RSS Feed Generation with C#

csharp, development, aws, s3, rareburg, rss comments edit

Recently I got burned by another Windows update and my favorite podcatcher on the desktop, Miro, stopped functioning. I was already planning to develop something on my own so that I wouldn’t have to manually backup OPMLs (I’m sure there must be neat solutions already but again couldn’t resist the temptation of DIY!). So started exploring RSS feeds and the ways to produce and consume them. My first toy project is a feed generator for Rareburg, one of my favourite sites, Knowledge Base. Word on the street is the official feed for articles is on its way. Before it’s out there I decided play around with their API and generate my own feed.

Implementation

I developed a console application in C# that can be scheduled to generate the feed and upload it to AWS S3. Source code is here

Apparently .NET Framework has a System.ServiceModel.Syndication namespace since version 3.5 that contains all the tools need to consume and create an RSS feed with a few lines of code. The core part of the application is the part that generates the actual feed:

public SyndicationFeed GetFeed(List<Article> articles)
{
    SyndicationFeed feed = new SyndicationFeed(_feedServiceSettings.Title, _feedServiceSettings.Description, new Uri(_feedServiceSettings.BaseUri));
    feed.Title = new TextSyndicationContent(_feedServiceSettings.Title);
    feed.Description = new TextSyndicationContent(_feedServiceSettings.Description);
    feed.BaseUri = new Uri(_feedServiceSettings.BaseUri);
    feed.Categories.Add(new SyndicationCategory(_feedServiceSettings.Category));

    var items = new List<SyndicationItem>();
    foreach (var article in articles
        .Where(a => a.ispublished)
        .Where(a => a.ispubliclyvisible)
        .OrderByDescending(a => a.publisheddate))
    {
        var item = new SyndicationItem(article.title, 
            article.bodysnippet,
            new Uri (string.Format(_feedServiceSettings.ArticleUrl, article.slug)),
            article.articleid.ToString(),
            article.publisheddate);
        
        item.Authors.Add(new SyndicationPerson("", article.authorname, string.Format(_feedServiceSettings.UserUrl, article.user.username)));
        items.Add(item);
    }
    
    feed.Items = items;
    return feed;
}

The feed itself is independent from the format (RSS or Atom). The classes that do the actual formatting are derived from the abstract SyndicationFeedFormatter class: Rss20FeedFormatter and Atom10FeedFormatter. The format is read from the config file so the application supports both formats.

= Material supplied =
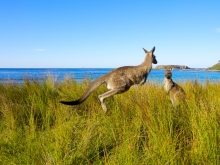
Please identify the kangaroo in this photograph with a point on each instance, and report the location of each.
(175, 92)
(119, 80)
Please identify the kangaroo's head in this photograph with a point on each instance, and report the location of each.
(151, 55)
(168, 73)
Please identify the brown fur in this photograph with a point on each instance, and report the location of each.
(119, 80)
(175, 92)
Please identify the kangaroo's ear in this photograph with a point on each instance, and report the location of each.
(145, 50)
(153, 49)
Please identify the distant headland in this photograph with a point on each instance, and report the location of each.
(172, 66)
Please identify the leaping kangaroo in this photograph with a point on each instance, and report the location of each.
(119, 80)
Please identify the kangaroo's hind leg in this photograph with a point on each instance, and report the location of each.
(108, 94)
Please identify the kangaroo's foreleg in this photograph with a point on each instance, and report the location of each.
(108, 94)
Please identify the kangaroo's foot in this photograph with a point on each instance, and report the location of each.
(108, 94)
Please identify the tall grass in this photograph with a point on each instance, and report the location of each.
(141, 127)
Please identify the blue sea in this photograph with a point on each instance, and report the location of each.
(17, 75)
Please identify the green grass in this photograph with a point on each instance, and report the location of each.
(140, 127)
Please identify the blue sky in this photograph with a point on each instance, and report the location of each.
(108, 33)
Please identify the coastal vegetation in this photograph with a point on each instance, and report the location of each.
(141, 127)
(215, 67)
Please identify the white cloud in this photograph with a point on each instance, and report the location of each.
(40, 50)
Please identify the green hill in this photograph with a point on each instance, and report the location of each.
(214, 67)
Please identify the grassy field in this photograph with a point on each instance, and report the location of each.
(141, 127)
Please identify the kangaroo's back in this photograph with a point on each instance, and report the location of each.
(120, 79)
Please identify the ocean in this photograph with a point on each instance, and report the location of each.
(17, 75)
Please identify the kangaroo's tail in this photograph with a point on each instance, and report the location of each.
(95, 84)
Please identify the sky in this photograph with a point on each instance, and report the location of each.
(108, 33)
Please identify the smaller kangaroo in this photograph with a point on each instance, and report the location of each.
(119, 80)
(175, 92)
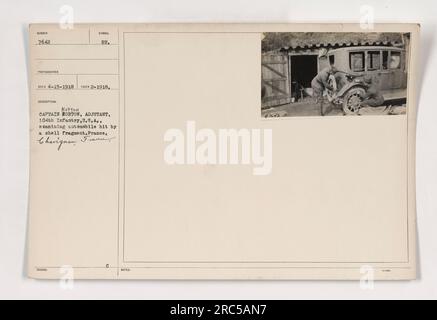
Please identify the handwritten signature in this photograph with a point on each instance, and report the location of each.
(61, 142)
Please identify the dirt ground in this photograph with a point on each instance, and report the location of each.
(310, 108)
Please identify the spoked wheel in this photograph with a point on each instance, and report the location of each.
(352, 101)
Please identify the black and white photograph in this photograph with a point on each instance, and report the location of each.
(334, 74)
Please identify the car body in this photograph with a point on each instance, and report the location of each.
(386, 65)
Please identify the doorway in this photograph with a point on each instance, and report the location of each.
(303, 68)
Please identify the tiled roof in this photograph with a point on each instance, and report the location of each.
(310, 40)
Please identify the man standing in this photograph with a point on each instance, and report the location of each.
(320, 83)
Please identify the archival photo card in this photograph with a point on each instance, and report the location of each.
(334, 73)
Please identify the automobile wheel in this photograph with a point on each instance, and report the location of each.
(352, 100)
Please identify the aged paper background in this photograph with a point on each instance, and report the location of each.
(116, 210)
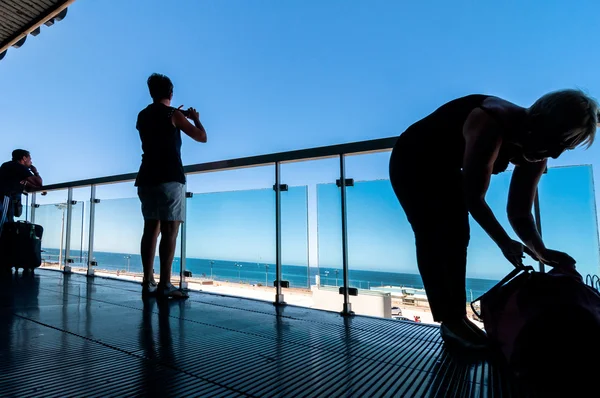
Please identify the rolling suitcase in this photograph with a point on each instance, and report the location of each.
(21, 245)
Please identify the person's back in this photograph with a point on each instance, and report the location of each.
(161, 181)
(161, 146)
(441, 132)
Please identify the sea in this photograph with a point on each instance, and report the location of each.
(263, 274)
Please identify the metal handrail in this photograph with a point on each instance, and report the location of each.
(352, 148)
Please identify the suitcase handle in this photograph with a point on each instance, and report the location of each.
(512, 274)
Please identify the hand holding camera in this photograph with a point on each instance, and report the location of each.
(190, 113)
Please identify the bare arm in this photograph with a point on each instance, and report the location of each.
(482, 144)
(521, 195)
(194, 131)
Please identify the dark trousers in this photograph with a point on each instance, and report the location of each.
(434, 204)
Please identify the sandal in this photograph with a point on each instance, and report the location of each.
(149, 288)
(170, 291)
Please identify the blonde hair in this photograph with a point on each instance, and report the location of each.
(570, 116)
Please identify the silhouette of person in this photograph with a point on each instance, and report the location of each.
(161, 181)
(440, 170)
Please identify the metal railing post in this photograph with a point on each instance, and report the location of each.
(279, 300)
(538, 222)
(182, 257)
(67, 258)
(32, 207)
(347, 310)
(91, 262)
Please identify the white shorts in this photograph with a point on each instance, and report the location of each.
(163, 202)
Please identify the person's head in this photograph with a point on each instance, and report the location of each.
(22, 156)
(160, 87)
(559, 121)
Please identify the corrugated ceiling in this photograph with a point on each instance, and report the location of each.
(21, 18)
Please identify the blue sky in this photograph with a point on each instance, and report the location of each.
(274, 76)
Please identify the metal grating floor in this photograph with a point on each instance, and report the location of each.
(73, 336)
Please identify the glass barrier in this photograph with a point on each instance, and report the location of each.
(26, 214)
(118, 228)
(329, 235)
(52, 216)
(568, 215)
(230, 243)
(78, 245)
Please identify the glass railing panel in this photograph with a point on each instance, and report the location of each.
(568, 215)
(230, 234)
(329, 229)
(51, 214)
(26, 212)
(294, 238)
(78, 254)
(117, 234)
(381, 245)
(381, 255)
(300, 246)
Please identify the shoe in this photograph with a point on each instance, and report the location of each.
(170, 291)
(149, 288)
(476, 329)
(460, 335)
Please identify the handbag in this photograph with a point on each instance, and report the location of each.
(544, 325)
(17, 206)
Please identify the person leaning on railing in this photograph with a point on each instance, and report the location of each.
(16, 175)
(440, 170)
(161, 180)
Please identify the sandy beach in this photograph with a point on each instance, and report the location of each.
(292, 296)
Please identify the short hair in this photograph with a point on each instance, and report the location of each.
(19, 154)
(569, 115)
(160, 86)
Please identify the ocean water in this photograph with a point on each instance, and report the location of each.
(264, 274)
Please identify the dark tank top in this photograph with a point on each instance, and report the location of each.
(438, 140)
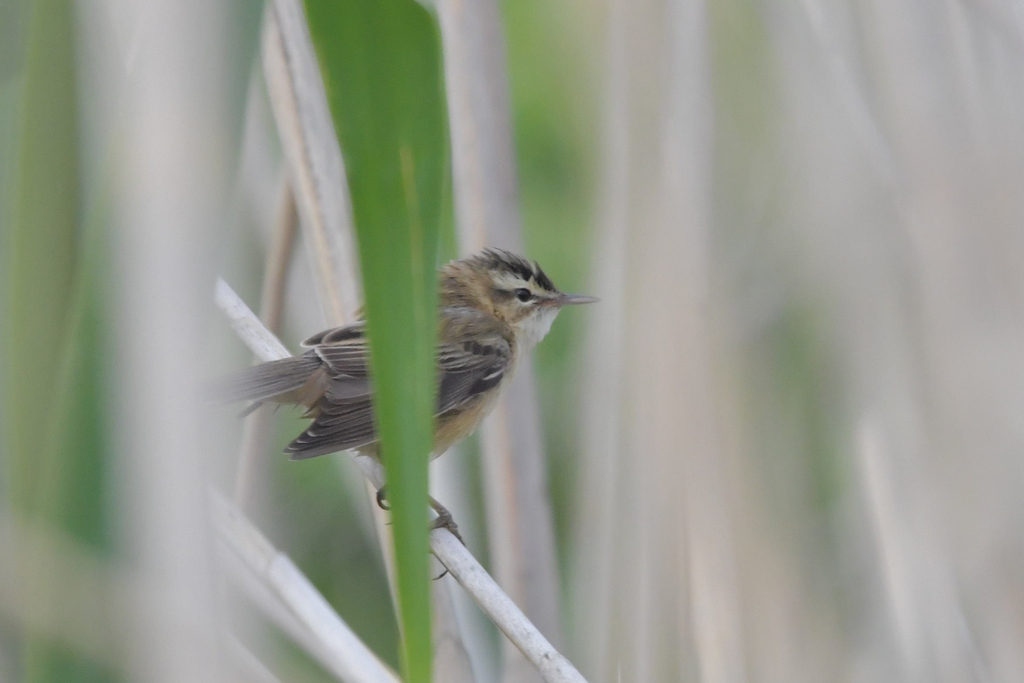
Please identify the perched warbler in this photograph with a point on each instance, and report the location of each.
(494, 306)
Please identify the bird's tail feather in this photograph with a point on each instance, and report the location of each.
(265, 380)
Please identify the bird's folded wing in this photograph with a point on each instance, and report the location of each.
(344, 416)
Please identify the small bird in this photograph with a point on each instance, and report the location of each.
(495, 305)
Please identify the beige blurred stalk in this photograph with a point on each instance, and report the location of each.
(806, 376)
(663, 569)
(168, 92)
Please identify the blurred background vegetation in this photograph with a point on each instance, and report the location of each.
(787, 444)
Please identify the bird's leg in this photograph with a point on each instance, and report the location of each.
(444, 520)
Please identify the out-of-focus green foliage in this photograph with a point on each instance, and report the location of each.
(381, 62)
(52, 421)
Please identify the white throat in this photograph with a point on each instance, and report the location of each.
(536, 327)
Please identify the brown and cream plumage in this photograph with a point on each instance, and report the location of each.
(493, 306)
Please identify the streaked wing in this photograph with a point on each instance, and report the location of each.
(472, 357)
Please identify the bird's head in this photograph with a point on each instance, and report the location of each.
(508, 287)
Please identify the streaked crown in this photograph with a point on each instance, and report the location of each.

= Set exercise =
According to the RSS feed text, which two formatter classes derive from the abstract SyndicationFeedFormatter class?

= Written solution =
Rss20FeedFormatter and Atom10FeedFormatter.